## Trecho do documento
· · · · ·
Quais as dificuldades das operadoras de telecomunicações para oferecer esse serviço em áreas remotas a um preço acessível com viabilidade comercial?

Historicamente, a comunicação via satélite apresenta um custo superior ao de uma conexão terrestre. Isto se deve ao alto investimento para se desenvolver e lançar um satélite, sendo que os satélites têm uma capacidade de transmissão definida no seu desenho, e as empresas proprietárias buscam remunerar seu investimento vendendo esta capacidade. Nos últimos anos, o desenvolvimento de novas tecnologias vem aumentado a capacidade de transmissão dos satélites, consequentemente reduzindo o custo do Mbps e baixando drasticamente a diferença de custo comparado com serviços terrestres. Hoje, temos os satélites de alta capacidade (HTS – High Throughput Satellites) que já conseguem conectar em altas velocidades e com preços bastante interessantes. Os satélites de baixa órbita prometem fechar este gap (lacuna) e equiparar velocidades e custos ao serviços terrestres.

Os mais otimistas dizem que os LEOs podem ser a solução de Internet de alta qualidade para o planeta inteiro. Acha que isso estaria ainda muito longe?

Isso é realmente o que esperamos que aconteça nos próximos anos. Os satélites já são uma realidade. Starlink e OneWeb são as frotas mais populares, mas há diversas outras frotas de LEOs sendo lançadas para operação em nichos de mercado. Com isso, o volume de novos terminais produzidos nos próximos anos deve crescer em altas taxas, e a produção ser grande o suficiente para reduzir o custo das antenas, que hoje são o principal ofensor do custo dos equipamentos de terra. Esta redução deve demorar poucos anos para acontecer e poder massificar o uso deste serviço.

Alguns especialistas afirmam que, mesmo com trunfos importantes, como a Base de Alcântara, próxima à linha do Equador, o Brasil estaria deixando de aproveitar o boom da Era dos Dados e da corrida espacial por falta de regulação e sugerem que um hub de tecnologia aeroespacial poderia ser criado no entorno de Alcântara para promover as startups tecnológicas brasileiras. Está faltando apoio a um setor estratégico para a economia do século 21?
· · · · ·
## Instrução dada A
Reproduza o trecho sobre comunicação via satélite a partir de "Isso é realmente" até "uso deste serviço.", incluindo ambos.
## Instrução dada B
Responda com base no trecho sobre comunicação via satélite:
(i) Quais são as frotas de LEOs mais populares?
(ii) O que hoje é o principal ofensor do custo dos equipamentos de terra?
(iii) A que linha a Base de Alcântara fica próxima?
## Instrução dada C
Transcreva todas as frases do trecho sobre comunicação via satélite que terminam com ponto de interrogação.
Os itens formam um material à parte, sem ligação com o trecho sobre comunicação via satélite.

## Informações fornecidas
· · · · ·
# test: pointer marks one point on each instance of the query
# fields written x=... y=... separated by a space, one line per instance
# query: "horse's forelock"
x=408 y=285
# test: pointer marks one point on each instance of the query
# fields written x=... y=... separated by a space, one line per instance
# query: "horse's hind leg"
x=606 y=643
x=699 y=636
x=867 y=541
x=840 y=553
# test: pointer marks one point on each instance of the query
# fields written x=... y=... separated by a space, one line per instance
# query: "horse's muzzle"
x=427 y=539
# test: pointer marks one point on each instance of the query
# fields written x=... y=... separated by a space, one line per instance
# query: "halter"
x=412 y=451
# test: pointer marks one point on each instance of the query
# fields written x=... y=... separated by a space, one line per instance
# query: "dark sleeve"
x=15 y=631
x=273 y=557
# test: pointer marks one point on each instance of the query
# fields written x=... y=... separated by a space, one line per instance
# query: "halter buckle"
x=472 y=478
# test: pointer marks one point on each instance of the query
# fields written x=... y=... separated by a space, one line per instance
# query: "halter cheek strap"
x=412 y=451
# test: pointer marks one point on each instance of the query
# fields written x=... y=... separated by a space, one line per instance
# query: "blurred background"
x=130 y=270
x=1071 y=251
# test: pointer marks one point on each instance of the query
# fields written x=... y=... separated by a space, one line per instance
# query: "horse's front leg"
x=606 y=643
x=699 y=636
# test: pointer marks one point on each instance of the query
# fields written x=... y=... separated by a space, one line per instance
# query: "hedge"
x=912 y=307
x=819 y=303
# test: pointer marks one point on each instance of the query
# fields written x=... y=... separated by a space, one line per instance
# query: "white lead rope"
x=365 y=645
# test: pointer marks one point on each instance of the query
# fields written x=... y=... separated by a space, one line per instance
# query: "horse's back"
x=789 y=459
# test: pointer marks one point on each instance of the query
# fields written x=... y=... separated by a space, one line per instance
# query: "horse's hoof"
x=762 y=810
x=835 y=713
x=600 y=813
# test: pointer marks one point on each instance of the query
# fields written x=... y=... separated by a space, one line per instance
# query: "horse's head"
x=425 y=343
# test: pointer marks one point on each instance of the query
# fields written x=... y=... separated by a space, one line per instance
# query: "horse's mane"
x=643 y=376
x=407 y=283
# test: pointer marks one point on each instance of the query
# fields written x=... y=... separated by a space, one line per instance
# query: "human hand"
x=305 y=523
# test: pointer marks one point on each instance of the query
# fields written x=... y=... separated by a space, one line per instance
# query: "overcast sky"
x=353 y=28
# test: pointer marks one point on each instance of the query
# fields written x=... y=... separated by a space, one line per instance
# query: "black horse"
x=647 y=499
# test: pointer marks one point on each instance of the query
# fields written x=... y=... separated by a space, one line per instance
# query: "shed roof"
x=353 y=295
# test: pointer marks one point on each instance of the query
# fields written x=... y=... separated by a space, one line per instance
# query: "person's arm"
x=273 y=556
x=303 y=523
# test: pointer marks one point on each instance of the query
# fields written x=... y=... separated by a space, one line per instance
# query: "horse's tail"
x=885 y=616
· · · · ·
## Resposta A
Isso é realmente o que esperamos que aconteça nos próximos anos. Os satélites já são uma realidade. Starlink e OneWeb são as frotas mais populares, mas há diversas outras frotas de LEOs sendo lançadas para operação em nichos de mercado. Com isso, o volume de novos terminais produzidos nos próximos anos deve crescer em altas taxas, e a produção ser grande o suficiente para reduzir o custo das antenas, que hoje são o principal ofensor do custo dos equipamentos de terra. Esta redução deve demorar poucos anos para acontecer e poder massificar o uso deste serviço.

## Resposta B
(i) Starlink e OneWeb.
(ii) As antenas.
(iii) À linha do Equador.

## Resposta C
- Quais as dificuldades das operadoras de telecomunicações para oferecer esse serviço em áreas remotas a um preço acessível com viabilidade comercial?
- Acha que isso estaria ainda muito longe?
- Está faltando apoio a um setor estratégico para a economia do século 21?